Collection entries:
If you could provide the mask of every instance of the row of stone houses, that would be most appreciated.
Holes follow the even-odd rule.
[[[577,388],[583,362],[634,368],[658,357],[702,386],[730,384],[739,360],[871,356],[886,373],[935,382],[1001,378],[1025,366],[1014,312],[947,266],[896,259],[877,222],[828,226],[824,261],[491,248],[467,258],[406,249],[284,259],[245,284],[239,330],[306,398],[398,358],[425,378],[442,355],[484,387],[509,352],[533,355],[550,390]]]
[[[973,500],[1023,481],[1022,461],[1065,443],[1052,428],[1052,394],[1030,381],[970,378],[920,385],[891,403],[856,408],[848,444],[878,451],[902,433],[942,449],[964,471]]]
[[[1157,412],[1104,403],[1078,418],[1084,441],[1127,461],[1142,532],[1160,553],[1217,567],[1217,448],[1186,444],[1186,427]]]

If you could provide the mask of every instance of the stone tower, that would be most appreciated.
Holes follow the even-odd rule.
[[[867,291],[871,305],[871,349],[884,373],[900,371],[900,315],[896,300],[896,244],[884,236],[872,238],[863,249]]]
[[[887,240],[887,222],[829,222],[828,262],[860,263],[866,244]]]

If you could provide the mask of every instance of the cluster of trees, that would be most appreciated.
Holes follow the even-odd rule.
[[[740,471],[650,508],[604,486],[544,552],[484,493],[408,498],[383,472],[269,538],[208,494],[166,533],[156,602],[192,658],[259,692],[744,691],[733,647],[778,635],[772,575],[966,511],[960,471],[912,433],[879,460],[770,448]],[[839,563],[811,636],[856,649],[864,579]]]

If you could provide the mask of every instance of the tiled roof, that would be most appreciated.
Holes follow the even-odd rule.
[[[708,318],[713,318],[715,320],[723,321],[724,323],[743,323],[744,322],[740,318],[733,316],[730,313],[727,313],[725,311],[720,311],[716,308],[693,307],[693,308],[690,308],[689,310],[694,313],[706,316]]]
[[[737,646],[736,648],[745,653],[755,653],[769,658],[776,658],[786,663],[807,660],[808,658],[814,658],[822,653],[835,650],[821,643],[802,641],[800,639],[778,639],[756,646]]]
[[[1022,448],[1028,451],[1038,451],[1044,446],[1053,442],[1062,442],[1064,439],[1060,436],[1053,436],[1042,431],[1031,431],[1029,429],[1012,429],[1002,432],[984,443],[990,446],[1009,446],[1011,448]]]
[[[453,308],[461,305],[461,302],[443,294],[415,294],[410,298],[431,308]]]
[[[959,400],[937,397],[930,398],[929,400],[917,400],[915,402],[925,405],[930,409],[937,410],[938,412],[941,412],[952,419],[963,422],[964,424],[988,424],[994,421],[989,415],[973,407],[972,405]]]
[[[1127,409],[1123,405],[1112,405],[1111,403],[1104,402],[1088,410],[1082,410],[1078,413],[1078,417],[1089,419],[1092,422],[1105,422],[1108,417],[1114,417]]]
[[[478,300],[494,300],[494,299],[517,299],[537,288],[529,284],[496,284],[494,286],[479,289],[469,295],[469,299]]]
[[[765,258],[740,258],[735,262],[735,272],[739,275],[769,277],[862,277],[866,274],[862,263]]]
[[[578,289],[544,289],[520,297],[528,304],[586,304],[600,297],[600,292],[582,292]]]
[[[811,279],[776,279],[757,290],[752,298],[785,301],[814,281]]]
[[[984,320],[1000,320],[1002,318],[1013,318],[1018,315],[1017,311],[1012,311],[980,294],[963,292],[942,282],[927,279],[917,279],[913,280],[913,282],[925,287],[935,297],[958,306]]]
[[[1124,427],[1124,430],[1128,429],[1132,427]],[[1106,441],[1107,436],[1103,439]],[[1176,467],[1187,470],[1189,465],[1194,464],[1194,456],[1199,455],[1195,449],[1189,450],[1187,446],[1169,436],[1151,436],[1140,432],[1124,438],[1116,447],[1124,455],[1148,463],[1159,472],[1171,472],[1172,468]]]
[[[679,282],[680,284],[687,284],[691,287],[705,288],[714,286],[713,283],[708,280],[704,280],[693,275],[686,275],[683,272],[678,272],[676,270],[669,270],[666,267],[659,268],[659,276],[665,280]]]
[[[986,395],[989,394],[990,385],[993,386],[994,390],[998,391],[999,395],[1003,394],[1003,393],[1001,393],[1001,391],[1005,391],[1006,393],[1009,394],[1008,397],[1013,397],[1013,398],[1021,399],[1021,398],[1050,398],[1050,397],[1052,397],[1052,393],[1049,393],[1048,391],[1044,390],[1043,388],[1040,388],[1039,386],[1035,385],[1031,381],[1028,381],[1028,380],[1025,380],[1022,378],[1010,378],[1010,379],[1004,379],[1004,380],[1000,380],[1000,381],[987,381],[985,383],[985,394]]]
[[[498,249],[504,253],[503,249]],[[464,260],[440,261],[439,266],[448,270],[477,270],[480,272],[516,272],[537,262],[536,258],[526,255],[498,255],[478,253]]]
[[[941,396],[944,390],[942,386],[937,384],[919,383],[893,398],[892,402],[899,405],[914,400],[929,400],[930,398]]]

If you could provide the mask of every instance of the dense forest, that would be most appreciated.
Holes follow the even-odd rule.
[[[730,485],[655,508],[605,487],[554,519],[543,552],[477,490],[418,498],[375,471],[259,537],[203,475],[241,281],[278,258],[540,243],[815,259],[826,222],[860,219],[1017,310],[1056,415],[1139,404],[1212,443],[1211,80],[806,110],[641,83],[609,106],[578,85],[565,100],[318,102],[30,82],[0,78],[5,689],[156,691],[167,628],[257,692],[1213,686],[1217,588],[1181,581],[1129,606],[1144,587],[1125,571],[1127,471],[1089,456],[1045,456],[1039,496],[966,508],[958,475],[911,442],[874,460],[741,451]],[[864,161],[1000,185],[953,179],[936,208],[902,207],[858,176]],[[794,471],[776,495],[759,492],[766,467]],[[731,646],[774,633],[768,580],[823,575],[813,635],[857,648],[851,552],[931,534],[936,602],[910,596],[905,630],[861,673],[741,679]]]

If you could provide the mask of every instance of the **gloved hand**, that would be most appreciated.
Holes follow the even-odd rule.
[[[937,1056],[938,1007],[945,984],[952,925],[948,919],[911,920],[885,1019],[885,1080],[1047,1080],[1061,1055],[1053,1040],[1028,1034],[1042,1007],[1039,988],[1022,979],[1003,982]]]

EXERCISE REQUIREMENTS: Check each line of the records for the word "most", and show the lines that contain it.

THE COMPLETED TASK:
If you could provide the mask of every instance of the row of stone houses, that would be most appreciated.
If you could provide the mask of every instance of the stone tower, that would be most appreciated.
If you could provide the mask of every instance of the cluster of trees, that would be most appreciated.
If you could provide the mask of every instance of the tiled roof, that would be most appreciated.
If you could provide the mask of every instance of the dense forest, that would be most appreciated.
If you could provide the mask of every instance of the **gloved hand**, that would be most appreciated.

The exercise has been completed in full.